> **The problem**
Reproduce the lines of the records starting with the line containing "Target: shadow on grass" and continuing through the end of the records.

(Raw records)
· · ·

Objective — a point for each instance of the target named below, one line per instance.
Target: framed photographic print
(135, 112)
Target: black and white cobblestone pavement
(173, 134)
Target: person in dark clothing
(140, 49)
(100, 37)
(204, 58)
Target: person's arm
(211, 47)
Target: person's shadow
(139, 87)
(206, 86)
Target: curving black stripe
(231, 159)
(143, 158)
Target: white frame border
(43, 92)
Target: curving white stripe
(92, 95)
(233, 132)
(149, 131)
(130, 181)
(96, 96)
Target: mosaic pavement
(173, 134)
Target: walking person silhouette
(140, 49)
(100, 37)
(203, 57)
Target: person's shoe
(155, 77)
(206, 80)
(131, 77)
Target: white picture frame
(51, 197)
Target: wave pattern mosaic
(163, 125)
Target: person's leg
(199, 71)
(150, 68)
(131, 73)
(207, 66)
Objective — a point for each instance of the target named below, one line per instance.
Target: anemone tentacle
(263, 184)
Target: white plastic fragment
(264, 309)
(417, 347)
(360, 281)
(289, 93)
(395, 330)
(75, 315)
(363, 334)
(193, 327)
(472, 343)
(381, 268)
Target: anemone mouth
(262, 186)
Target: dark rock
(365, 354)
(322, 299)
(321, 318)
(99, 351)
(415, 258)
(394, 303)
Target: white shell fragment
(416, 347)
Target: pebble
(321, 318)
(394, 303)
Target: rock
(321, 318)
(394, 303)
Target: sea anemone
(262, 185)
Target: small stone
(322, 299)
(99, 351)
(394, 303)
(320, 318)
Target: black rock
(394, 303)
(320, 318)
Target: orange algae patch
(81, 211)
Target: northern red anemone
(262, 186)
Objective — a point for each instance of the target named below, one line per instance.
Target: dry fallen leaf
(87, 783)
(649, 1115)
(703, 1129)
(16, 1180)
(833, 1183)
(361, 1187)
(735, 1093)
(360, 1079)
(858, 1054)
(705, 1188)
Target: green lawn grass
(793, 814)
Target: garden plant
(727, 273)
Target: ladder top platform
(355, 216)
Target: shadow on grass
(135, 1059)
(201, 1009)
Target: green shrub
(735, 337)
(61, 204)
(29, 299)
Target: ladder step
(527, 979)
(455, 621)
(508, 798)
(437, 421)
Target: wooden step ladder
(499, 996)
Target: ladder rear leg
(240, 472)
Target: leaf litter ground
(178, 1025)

· · ·

> **Solution for this task**
Target: shadow on grass
(135, 1059)
(201, 1009)
Target: green shrub
(735, 337)
(61, 204)
(29, 299)
Target: ladder step
(527, 979)
(455, 621)
(508, 798)
(437, 421)
Target: wooden step ladder
(499, 996)
Target: ladder rear leg
(240, 472)
Target: leaf litter ground
(178, 1025)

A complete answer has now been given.